(Pointing dataset excerpts)
============
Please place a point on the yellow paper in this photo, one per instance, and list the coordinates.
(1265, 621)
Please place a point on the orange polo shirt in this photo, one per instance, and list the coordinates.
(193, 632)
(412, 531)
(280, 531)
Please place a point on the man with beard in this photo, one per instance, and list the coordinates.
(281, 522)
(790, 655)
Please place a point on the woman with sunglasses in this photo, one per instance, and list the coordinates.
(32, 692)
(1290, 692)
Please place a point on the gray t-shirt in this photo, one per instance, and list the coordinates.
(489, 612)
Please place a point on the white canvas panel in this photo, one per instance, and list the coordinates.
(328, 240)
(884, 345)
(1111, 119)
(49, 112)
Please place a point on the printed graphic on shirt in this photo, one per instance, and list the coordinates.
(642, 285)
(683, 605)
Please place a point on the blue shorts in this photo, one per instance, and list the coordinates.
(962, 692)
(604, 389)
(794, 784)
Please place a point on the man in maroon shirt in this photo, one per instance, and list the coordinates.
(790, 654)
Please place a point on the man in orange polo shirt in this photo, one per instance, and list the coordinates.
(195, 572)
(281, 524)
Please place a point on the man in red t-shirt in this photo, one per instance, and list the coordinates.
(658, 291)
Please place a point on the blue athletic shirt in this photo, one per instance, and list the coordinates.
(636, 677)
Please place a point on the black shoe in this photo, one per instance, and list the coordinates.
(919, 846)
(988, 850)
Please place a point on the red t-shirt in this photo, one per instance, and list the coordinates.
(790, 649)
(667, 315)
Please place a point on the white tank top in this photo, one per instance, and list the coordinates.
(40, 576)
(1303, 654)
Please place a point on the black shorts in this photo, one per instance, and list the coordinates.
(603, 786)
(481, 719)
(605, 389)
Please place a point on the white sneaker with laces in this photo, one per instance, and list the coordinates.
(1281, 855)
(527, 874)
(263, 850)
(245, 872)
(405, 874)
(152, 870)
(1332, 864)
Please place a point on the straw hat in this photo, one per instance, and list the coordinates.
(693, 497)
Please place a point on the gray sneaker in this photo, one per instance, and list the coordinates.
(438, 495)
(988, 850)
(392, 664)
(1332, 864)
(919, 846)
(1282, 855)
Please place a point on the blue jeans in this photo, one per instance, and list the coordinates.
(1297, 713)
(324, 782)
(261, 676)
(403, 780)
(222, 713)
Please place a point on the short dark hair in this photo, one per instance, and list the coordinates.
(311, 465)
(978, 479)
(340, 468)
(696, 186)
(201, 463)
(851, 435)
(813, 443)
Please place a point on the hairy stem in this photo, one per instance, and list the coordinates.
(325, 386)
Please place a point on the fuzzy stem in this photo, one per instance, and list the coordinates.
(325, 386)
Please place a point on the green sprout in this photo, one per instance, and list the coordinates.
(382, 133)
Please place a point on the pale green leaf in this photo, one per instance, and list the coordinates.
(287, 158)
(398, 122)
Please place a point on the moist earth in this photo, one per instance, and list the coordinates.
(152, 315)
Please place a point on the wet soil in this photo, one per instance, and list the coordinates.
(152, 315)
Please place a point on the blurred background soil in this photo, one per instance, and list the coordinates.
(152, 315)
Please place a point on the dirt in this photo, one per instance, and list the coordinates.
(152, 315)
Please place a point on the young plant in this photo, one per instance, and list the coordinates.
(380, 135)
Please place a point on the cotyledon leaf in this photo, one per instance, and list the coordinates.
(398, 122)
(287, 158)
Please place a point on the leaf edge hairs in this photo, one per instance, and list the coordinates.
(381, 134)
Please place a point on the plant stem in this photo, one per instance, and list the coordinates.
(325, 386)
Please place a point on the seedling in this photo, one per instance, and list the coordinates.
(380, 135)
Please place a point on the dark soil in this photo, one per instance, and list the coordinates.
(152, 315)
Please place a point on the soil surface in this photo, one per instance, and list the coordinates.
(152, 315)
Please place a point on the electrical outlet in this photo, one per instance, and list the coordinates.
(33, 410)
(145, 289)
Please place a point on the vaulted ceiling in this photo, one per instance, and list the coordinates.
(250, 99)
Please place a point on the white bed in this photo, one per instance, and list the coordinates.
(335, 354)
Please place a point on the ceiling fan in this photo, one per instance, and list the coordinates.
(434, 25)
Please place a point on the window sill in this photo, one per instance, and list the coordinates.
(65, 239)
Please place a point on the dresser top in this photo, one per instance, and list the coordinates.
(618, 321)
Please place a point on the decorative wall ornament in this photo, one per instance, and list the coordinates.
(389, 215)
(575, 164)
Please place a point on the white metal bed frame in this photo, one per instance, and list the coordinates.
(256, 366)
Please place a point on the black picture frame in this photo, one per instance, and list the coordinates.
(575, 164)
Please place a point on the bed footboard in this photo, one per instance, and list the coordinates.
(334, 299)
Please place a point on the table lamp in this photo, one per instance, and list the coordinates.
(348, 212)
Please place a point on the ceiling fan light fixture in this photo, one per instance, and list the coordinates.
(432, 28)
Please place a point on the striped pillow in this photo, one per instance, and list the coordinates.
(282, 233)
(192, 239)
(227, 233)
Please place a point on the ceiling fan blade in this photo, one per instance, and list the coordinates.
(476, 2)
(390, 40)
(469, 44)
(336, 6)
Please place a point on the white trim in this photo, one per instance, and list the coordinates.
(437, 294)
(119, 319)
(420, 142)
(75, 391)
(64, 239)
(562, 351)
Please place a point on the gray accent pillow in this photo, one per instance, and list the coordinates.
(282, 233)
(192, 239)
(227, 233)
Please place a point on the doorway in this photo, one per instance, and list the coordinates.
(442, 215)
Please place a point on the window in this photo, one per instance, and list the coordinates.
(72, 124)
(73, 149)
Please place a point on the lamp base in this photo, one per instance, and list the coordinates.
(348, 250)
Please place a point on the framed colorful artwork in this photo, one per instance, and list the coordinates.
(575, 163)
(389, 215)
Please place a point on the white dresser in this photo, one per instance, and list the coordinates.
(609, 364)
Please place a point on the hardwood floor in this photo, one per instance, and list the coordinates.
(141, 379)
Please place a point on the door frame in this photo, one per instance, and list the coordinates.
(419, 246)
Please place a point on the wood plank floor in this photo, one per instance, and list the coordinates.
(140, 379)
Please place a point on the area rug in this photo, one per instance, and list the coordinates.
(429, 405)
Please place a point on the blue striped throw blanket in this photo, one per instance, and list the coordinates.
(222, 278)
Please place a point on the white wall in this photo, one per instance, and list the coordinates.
============
__What is expected__: Could you rewrite all of the material above with "list the coordinates" changed to "report the coordinates" and nothing else altered?

__Expected output__:
Please place a point on the yellow paper in this photo, one per instance, and report the coordinates.
(1265, 621)
Please place a point on the orange polo shirt in this photo, one per instance, and report the coordinates.
(193, 632)
(412, 531)
(280, 531)
Please place a point on the man with beard in this photo, one per instance, and report the coordinates.
(281, 522)
(790, 655)
Please place a point on the woman with sunglasses in this photo, one per instance, and report the coordinates.
(32, 692)
(1290, 692)
Please place a point on the gray t-shirt in this photo, one per instance, and report the coordinates.
(489, 612)
Please place a point on the white canvas panel in this photo, one per instance, and report the coordinates.
(328, 240)
(884, 345)
(1111, 119)
(49, 112)
Please place a point on the printed graphic on shirt in this photo, one per instance, and report the coordinates.
(642, 285)
(683, 605)
Please place a point on the blue shorts in this photo, one per instance, and report the coordinates.
(962, 692)
(604, 389)
(794, 784)
Please place a point on the man in maroon shirt in this photo, one per instance, and report the coordinates.
(790, 654)
Please place a point on the man in orange polo shirt in this photo, one per instance, and report the coordinates.
(195, 572)
(281, 524)
Please place a point on the man in red t-shirt in this photo, one per instance, and report the coordinates.
(658, 291)
Please place a point on the blue athletic shirt in this photo, one per instance, and report the coordinates.
(636, 677)
Please place a point on the black shoe in this photo, one per instance, and report the coordinates.
(919, 846)
(988, 850)
Please place a point on the red t-shirt in this photo, one per instance, and report the coordinates.
(790, 649)
(667, 315)
Please place a point on the white tank top in this photo, one per instance, and report the coordinates.
(40, 576)
(1303, 654)
Please place a point on the black shorts in this photo, one per instance, and report the coordinates.
(603, 786)
(481, 719)
(605, 389)
Please place a point on the white sneaker with laces in this photo, one per instance, and report the coordinates.
(1281, 855)
(527, 874)
(263, 850)
(245, 872)
(405, 874)
(152, 870)
(1332, 864)
Please place a point on the straw hat in this photo, one per instance, and report the coordinates.
(693, 497)
Please place a point on the gray sneaker in this photo, one per instance, and report the coordinates.
(438, 495)
(988, 850)
(392, 664)
(1332, 864)
(919, 846)
(1282, 855)
Please place a point on the blue jeans in this photo, one per instance, and report the coordinates.
(1297, 713)
(324, 782)
(261, 676)
(403, 780)
(222, 713)
Please place a point on the short dark hair in this photo, one per instance, and report the coordinates.
(311, 465)
(978, 479)
(340, 468)
(696, 186)
(201, 463)
(851, 435)
(813, 443)
Please place a point on the hairy stem in this photo, one per instance, and report the coordinates.
(325, 386)
Please place a point on the fuzzy stem in this photo, one per instance, and report the coordinates.
(325, 386)
Please place a point on the green sprout in this photo, one per instance, and report the coordinates.
(382, 133)
Please place a point on the pale green leaf in this photo, one per instance, and report the coordinates.
(287, 158)
(398, 122)
Please place a point on the moist earth in this photo, one per instance, and report the coordinates.
(152, 315)
Please place a point on the wet soil in this photo, one per instance, and report the coordinates.
(152, 315)
Please place a point on the blurred background soil in this photo, one per instance, and report the coordinates.
(152, 315)
Please place a point on the dirt in this photo, one per instance, and report the coordinates.
(152, 315)
Please place a point on the young plant in this photo, one per instance, and report the coordinates.
(380, 135)
Please place a point on the cotyledon leaf in this photo, one per instance, and report the coordinates.
(398, 122)
(287, 158)
Please place a point on the leaf edge hairs in this photo, one per instance, and report the coordinates.
(381, 134)
Please place a point on the plant stem in this photo, one per instance, and report the coordinates.
(325, 386)
Please place a point on the seedling in this photo, one per instance, and report the coordinates.
(380, 135)
Please place a point on the dark soil in this photo, one per instance, and report the coordinates.
(152, 315)
Please place a point on the soil surface in this photo, one per instance, and report the coordinates.
(152, 315)
Please place a point on the electrical outlet in this photo, one per instance, and report the coordinates.
(33, 410)
(145, 289)
Please place a point on the vaulted ceiling in this photo, one per instance, and report the coordinates.
(250, 99)
Please place a point on the white bed in this photo, one per instance, and report the coordinates.
(335, 354)
Please place a point on the ceiling fan in this photo, one per instance, and report the coordinates.
(434, 25)
Please place a point on the window sill in this photo, one per instance, and report the coordinates.
(65, 239)
Please place a point on the dresser top in this photo, one per instance, and report the coordinates.
(618, 321)
Please place a point on the decorative wall ornament in this photo, one per instance, and report the coordinates.
(389, 215)
(575, 164)
Please place a point on the white metal bed frame in this photo, one per instance, and report the coordinates.
(256, 366)
Please place a point on the black picture frame in this photo, one per instance, and report the coordinates.
(575, 164)
Please place a point on the bed footboard in this photo, one per instance, and report the coordinates.
(334, 299)
Please place a point on the table lamp in this photo, one per instance, and report the coordinates.
(348, 212)
Please place a point on the ceiling fan light fixture in this photo, one per instance, and report the coordinates.
(432, 28)
Please place a point on the striped pillow in this photo, one per instance, and report the coordinates.
(282, 233)
(192, 239)
(227, 233)
Please place a point on the ceiling fan blade in this photo, one per instance, and report the coordinates.
(476, 2)
(390, 40)
(469, 44)
(336, 6)
Please place a point on the white trim in this photo, one per instance, and report the coordinates.
(437, 294)
(119, 319)
(420, 142)
(75, 391)
(64, 239)
(562, 351)
Please place a point on the gray accent pillow in this photo, one per instance, and report the coordinates.
(282, 233)
(192, 239)
(227, 233)
Please place a point on the doorway in this photo, one per instance, and report the coordinates.
(442, 215)
Please place a point on the window in this photo, one per instance, and report the coordinates.
(72, 124)
(73, 149)
Please place a point on the lamp base in this photo, one per instance, and report the coordinates.
(348, 250)
Please place a point on the framed colorful artwork in this photo, one per instance, and report the coordinates.
(575, 163)
(389, 215)
Please place a point on the white dresser in this photo, one per instance, and report the coordinates.
(609, 364)
Please place a point on the hardwood floor in this photo, one per instance, and report the coordinates.
(141, 379)
Please place a point on the door frame in this photo, one per instance, and report the coordinates.
(419, 246)
Please place a point on the wood plank floor in this photo, one per instance, and report the coordinates.
(140, 379)
Please place a point on the area rug in this photo, one per instance, and report the coordinates.
(429, 405)
Please place a point on the blue striped throw blanket in this photo, one per instance, and report the coordinates.
(222, 278)
Please place a point on the white wall in this photo, one per instance, and report the coordinates.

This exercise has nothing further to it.